Selon le degré de généralité de ce qui peut être considéré comme acquit, selon aussi le degré de précision que possèdent les propositions, Bernard Lahire distingue les fondements universels des sociétés humaines, les grands faits anthropologiques, les lignes de force et les lois générales.
« À la recherche du commun, du général ou de l’invariant, j’ai adopté le plan de raisonnement suivant, qui consiste à rechercher, chaque fois que cela est possible :
Les prémices - principalement animales - du
système social humain. Cette recherche n’a de sens que du fait du principe de continuité évolutive du vivant. La loi de l’évolution des espèces ne concerne pas seulement l’anatomie ou la physiologie, mais les comportements sociaux et les structures sociales.
Les
coordonnées (ou propriétés fondamentales) du système social humain que j’appelle les grands faits (biologiques ou sociaux) fondamentaux, et qui sont le produit d’une longue histoire évolutive.
Les
lignes de force (qui sont aussi des lignes de développement) historiques à partir desquelles les sociétés humaines se sont structurées et ont évolué.
Les
lois générales qui interviennent tout au long de ces développements historiques et qui sont agissantes aujourd’hui comme hier, et ce quel que soit le type de société. » (p. 319)

- **DONNÉES FOURNIES**:

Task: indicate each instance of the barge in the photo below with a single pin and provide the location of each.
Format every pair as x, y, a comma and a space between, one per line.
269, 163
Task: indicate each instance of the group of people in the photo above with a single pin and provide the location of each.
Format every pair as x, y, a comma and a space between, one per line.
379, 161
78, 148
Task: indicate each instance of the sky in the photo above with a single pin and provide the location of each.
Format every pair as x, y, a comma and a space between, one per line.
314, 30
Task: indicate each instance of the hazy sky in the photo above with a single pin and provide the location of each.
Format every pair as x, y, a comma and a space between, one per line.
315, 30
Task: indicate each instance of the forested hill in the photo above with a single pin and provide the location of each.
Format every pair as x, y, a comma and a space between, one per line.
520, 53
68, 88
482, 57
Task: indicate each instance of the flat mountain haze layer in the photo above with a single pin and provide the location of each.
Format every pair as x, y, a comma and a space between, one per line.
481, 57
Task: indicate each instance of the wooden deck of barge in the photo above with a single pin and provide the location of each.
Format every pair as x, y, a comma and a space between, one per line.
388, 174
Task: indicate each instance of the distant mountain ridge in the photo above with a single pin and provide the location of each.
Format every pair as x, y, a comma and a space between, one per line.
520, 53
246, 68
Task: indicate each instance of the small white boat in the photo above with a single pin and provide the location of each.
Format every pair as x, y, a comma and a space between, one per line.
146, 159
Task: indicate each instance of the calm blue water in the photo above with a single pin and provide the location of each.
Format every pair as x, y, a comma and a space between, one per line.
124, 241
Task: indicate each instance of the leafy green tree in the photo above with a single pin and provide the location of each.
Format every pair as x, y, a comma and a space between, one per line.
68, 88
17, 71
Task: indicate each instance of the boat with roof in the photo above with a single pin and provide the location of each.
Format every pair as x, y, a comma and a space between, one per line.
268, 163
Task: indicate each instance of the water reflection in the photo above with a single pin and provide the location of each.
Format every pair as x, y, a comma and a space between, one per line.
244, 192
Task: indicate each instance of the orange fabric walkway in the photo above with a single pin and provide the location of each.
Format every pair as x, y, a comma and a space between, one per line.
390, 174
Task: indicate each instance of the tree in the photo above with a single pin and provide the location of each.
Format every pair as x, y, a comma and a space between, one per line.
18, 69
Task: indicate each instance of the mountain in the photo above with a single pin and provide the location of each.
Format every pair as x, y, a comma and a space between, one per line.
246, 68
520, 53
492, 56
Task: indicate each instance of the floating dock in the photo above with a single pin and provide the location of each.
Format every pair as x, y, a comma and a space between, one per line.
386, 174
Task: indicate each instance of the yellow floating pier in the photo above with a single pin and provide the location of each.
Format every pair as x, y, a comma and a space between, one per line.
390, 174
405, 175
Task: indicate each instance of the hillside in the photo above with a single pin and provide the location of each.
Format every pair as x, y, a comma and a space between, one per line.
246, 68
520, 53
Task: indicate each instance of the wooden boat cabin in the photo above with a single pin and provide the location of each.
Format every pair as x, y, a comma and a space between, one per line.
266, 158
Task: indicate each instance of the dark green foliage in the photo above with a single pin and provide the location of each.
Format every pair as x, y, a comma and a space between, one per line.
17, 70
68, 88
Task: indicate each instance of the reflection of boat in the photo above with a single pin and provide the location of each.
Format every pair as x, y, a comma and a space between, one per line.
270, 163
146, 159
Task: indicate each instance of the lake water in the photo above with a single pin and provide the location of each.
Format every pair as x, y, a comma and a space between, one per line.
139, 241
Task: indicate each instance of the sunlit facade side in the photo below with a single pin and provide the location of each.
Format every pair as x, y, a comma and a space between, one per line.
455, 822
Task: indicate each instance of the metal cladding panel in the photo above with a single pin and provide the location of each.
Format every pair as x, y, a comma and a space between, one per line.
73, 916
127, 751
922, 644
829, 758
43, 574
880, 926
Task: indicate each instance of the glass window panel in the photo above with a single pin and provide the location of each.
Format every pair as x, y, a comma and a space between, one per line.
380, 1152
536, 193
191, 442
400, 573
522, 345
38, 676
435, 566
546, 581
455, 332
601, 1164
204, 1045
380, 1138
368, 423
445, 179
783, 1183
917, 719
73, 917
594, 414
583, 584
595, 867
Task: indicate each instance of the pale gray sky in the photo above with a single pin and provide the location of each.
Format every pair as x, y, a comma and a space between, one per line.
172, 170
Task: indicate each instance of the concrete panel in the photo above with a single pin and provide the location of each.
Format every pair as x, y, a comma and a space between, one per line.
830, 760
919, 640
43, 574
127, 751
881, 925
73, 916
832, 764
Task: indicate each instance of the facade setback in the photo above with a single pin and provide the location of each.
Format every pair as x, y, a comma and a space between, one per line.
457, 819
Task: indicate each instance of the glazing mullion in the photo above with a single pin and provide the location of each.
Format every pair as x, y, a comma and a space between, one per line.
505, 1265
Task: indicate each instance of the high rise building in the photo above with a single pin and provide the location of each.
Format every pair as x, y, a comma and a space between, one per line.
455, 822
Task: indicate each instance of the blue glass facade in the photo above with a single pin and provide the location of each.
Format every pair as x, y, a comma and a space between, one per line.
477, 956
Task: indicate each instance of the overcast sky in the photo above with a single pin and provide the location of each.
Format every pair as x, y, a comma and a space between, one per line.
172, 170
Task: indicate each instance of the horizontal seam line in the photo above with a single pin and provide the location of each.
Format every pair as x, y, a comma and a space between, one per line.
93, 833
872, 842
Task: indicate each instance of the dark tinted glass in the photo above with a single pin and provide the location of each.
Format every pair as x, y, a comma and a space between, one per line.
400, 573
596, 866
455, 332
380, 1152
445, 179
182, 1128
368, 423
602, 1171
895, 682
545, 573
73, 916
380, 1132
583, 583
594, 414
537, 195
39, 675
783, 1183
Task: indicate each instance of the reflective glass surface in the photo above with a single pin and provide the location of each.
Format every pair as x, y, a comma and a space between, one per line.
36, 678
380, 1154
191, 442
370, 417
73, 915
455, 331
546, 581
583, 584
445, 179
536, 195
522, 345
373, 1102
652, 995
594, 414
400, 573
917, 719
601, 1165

- **CONSIGNE**: Recopiez fidèlement, s'il vous plaît, le passage du texte sur les fondements des sociétés humaines qui va de « Selon le degré » jusqu'à « les structures sociales. ».

- **CORRIGÉ**:
Selon le degré de généralité de ce qui peut être considéré comme acquit, selon aussi le degré de précision que possèdent les propositions, Bernard Lahire distingue les fondements universels des sociétés humaines, les grands faits anthropologiques, les lignes de force et les lois générales.
« À la recherche du commun, du général ou de l’invariant, j’ai adopté le plan de raisonnement suivant, qui consiste à rechercher, chaque fois que cela est possible :
Les prémices - principalement animales - du
système social humain. Cette recherche n’a de sens que du fait du principe de continuité évolutive du vivant. La loi de l’évolution des espèces ne concerne pas seulement l’anatomie ou la physiologie, mais les comportements sociaux et les structures sociales.